» Task to complete:
The response should be the data again, identical in every line.

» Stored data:
--- START ---

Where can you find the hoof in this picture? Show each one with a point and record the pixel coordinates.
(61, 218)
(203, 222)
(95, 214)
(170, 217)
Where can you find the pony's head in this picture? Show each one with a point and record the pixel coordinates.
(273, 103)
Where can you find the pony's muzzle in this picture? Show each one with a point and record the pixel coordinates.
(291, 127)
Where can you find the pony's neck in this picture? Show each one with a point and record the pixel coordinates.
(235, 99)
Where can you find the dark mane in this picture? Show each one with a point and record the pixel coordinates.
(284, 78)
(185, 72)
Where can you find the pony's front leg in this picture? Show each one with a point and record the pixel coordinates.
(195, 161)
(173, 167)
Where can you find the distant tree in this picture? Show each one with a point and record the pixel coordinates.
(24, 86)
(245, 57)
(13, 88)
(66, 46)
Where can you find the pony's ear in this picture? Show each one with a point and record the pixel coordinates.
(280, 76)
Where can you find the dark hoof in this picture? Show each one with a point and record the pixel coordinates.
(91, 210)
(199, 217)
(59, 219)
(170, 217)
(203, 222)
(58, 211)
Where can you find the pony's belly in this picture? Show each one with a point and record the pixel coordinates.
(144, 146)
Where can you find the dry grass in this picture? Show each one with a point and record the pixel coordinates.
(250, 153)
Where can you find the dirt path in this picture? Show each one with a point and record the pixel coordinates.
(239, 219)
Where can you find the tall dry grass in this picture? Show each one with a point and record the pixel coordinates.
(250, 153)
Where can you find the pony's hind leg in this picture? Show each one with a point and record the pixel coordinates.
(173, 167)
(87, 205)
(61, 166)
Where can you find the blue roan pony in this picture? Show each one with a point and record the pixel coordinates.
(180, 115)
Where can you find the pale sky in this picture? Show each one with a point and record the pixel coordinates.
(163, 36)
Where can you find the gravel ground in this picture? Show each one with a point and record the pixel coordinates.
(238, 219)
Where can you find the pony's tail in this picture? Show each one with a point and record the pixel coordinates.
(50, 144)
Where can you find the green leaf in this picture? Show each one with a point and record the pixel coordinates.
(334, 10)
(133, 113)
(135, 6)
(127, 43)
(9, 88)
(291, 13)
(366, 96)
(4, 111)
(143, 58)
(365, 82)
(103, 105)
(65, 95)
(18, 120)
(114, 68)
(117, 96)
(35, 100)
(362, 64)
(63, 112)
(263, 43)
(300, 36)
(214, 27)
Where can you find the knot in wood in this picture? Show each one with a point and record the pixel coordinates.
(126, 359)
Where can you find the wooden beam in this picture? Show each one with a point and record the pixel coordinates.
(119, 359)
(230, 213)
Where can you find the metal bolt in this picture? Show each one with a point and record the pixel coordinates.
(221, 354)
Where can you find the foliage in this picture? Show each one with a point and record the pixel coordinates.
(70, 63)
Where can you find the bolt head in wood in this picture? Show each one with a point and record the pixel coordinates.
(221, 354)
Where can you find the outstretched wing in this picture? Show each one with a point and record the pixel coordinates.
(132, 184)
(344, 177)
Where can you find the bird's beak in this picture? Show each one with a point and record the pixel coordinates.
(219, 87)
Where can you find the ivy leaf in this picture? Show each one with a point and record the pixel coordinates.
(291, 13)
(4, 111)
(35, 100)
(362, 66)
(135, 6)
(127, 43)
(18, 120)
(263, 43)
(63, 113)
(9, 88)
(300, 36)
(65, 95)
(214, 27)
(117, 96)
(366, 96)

--- END ---

» Solution for this exercise:
Where can you find the hoof in this picture? Show each one with a point and record the pixel coordinates.
(61, 218)
(203, 222)
(95, 214)
(170, 217)
Where can you find the pony's head in this picture? Show each one with a point and record the pixel coordinates.
(273, 103)
Where can you find the pony's muzzle in this picture? Show each one with a point and record the pixel coordinates.
(291, 127)
Where can you find the pony's neck in this picture? Show each one with a point and record the pixel coordinates.
(235, 99)
Where can you find the dark mane in this picture? Show each one with a point and record the pixel coordinates.
(284, 78)
(185, 72)
Where can you find the pony's front leg in this picture? Show each one with a point and record the pixel coordinates.
(195, 161)
(173, 167)
Where can you find the distant tree in this picture? Show each one with a point and record the pixel coordinates.
(24, 86)
(245, 57)
(13, 88)
(66, 46)
Where can you find the pony's ear in this picture? Show each one with a point and record the pixel coordinates.
(280, 76)
Where can you find the dark hoof in this picture? Show each one with a point and record the pixel coordinates.
(91, 210)
(199, 217)
(59, 219)
(170, 217)
(203, 222)
(58, 211)
Where can you find the pony's belly in this picture? Show each one with a point and record the pixel coordinates.
(144, 146)
Where can you find the dry grass in this picture? Show each one with a point and record the pixel coordinates.
(250, 153)
Where can you find the dirt path in this picture? Show each one with a point and record the pixel coordinates.
(239, 219)
Where can you find the tall dry grass in this picture? Show each one with a point and record the pixel coordinates.
(250, 153)
Where can you find the pony's hind leg in this picture? Show each one with a point and record the pixel coordinates.
(173, 167)
(87, 205)
(61, 166)
Where can you find the blue roan pony in this picture? Show each one with a point and record the pixel coordinates.
(180, 115)
Where can you find the pale sky in this picture? Show each one with a point and record the pixel coordinates.
(163, 36)
Where can you find the gravel ground in this picture? Show each one with a point and record the pixel coordinates.
(238, 219)
Where can you find the pony's tail in this picture? Show each one with a point and record the pixel coordinates.
(50, 144)
Where can you find the green leaf in this picture? Show each one with a point and record the pixel coordinates.
(334, 10)
(133, 113)
(135, 6)
(127, 43)
(9, 88)
(291, 13)
(366, 96)
(4, 111)
(143, 58)
(365, 82)
(103, 105)
(65, 95)
(18, 120)
(114, 68)
(117, 96)
(35, 100)
(362, 64)
(63, 112)
(263, 43)
(300, 36)
(214, 27)
Where can you find the knot in wood in this picture? Show each one with a point and record the pixel coordinates.
(126, 359)
Where can you find the wooden beam in this picture? Show each one with a point and record the pixel coordinates.
(119, 359)
(230, 213)
Where can you find the metal bolt in this picture? Show each one with a point and record the pixel coordinates.
(221, 354)
Where can you find the foliage in this picture? Show each one with a point and record the pixel coordinates.
(70, 63)
Where can you find the bolt head in wood in this picture? Show each one with a point and record the pixel coordinates.
(221, 354)
Where can you find the outstretched wing in this picture? Show each one with a point and record the pixel coordinates.
(132, 184)
(344, 177)
Where can you find the bird's beak in this picture? Show each one with a point and record the pixel coordinates.
(219, 87)
Where can you find the ivy leaf in this picture? Show each one with a point and record the pixel coordinates.
(291, 13)
(4, 111)
(35, 100)
(362, 66)
(135, 6)
(127, 43)
(18, 120)
(263, 43)
(63, 113)
(9, 88)
(300, 36)
(65, 95)
(214, 27)
(117, 96)
(366, 96)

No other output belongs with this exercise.